Start of Extract

Reasons to be cheerful: Wynton books Ornette

Wynton Marsalis has high regard for the music of Ornette Coleman — as demonstrated by Jazz at Lincoln Center’s just-released 2009-2010 concert schedule, which begins next September 26 with a single performance by Coleman’s quartet featuring two bassists and his son Denardo on drums. 

This booking might seem like a point of departure for JALC, which has a reputation for being tradition- rather than innovation-minded, but it really isn’t. The Lincoln Center Jazz Orchestra performed its members’ original arrangements of Pulitzer Prize-winning composer Coleman’s music in January 2004. Here’s Wynton soloing on Ornette’s tune “Free” from an LCJO concert in Salt Lake City:
 
 


Marsalis also played his trumpet at a smaller Coleman-celebratory (but non-JALC) concert in 2004 at New York’s Merkin Hall in a manner proving he fully comprehends and can partake of the freedoms Coleman’s concepts encourage. He comes by his appreciation of Coleman from several directions. For one thing, his father pianist Ellis Marsalis was fascinated with Coleman’s iconoclastic music back in 1956, driving from New Orleans to Los Angeles with drummer Ed Blackwell, clarinetist Alvin Batiste and reedsman/composer/arranger/educator Harold Battiste to make Ornette’s acquaintance. That was before Coleman had recorded; Ellis Marsalis visited with him for two months. Ellis, Alvin Batiste and Ornette reunited at the 2003 New Orleans Jazz & Heritage festival.

End of Extract
Start of Supplied material

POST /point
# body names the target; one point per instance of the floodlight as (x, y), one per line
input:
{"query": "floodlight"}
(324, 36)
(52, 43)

End of Supplied material

Goals:
a) How long did Ellis Marsalis spend visiting with Coleman, according to the Ornette Coleman article?
b) Please duplicate the stretch of the Ornette Coleman article from "Wynton Marsalis has" through "Denardo on drums.".
c) Write the next part of the Ornette Coleman article, picking up after its final sentence.

Answers given:
a) Two months.

b)
Wynton Marsalis has high regard for the music of Ornette Coleman — as demonstrated by Jazz at Lincoln Center’s just-released 2009-2010 concert schedule, which begins next September 26 with a single performance by Coleman’s quartet featuring two bassists and his son Denardo on drums.

c)
Critics might suggest that Ornette Coleman’s iconoclasm is dated by the 50th anniversary this year of his breakthrough recording The Shape Of Jazz To Come, but in fact Ornette’s music instigates a permanent revolution. Jazz At Lincoln Center’s presumably “neo-conservative” orientation is based on remarks artistic director Wynton Marsalis made in the 1980s (documented in the interview with him included in my book Future Jazz) emphasizing a particular slice of jazz history and a resulting canon of jazz icons, as well as the inescapable tendencies towards institutionalization with which an establishment as large as Jazz At Lincoln Center must contend. As far as canons go, Ornette Coleman was inducted into JALC’s Nesuhi Ertegun Hall of Fame in November 2008.
The JALC concert season in the past couple of years has sought to amend its reputation with billings such as John Zorn’s Masada Quartet sharing a concert with Cecil Taylor’s trio; the 2009-2010 season also moves against type by including Maceo Parker, alto saxophonist renowned for his r&b-pop playing with James Brown, Ray Charles and P-Funk maestro George Clinton, and electric-keyboardist Russell Ferrante’s quartet Yellowjackets with electric guitarist Mike Stern. True, Zorn, Taylor, Maceo Parker, the Yellowjackets and Stern have been around a while. JALC makes no claims that it introduces unknown or cutting edge artists, but in the interests of inclusion, in 2009-2010 will present jazz interactions with reggae, Afro-Cuban music, tap dancing, rap, tango, gospel, the late Brazilian composer Moacir Santos and French-Italian accordionist Richard Galliano, as well as concerts based on the jazz-jazz music of Duke Ellington, Count Basie, Fats Waller, Mary Lou Williams, pianist Bill Evans, Herbie Hancock, hard bop and vocalists including Dianne Reeves, Kurt Elling and Manhattan Transfer with Jon Hendricks.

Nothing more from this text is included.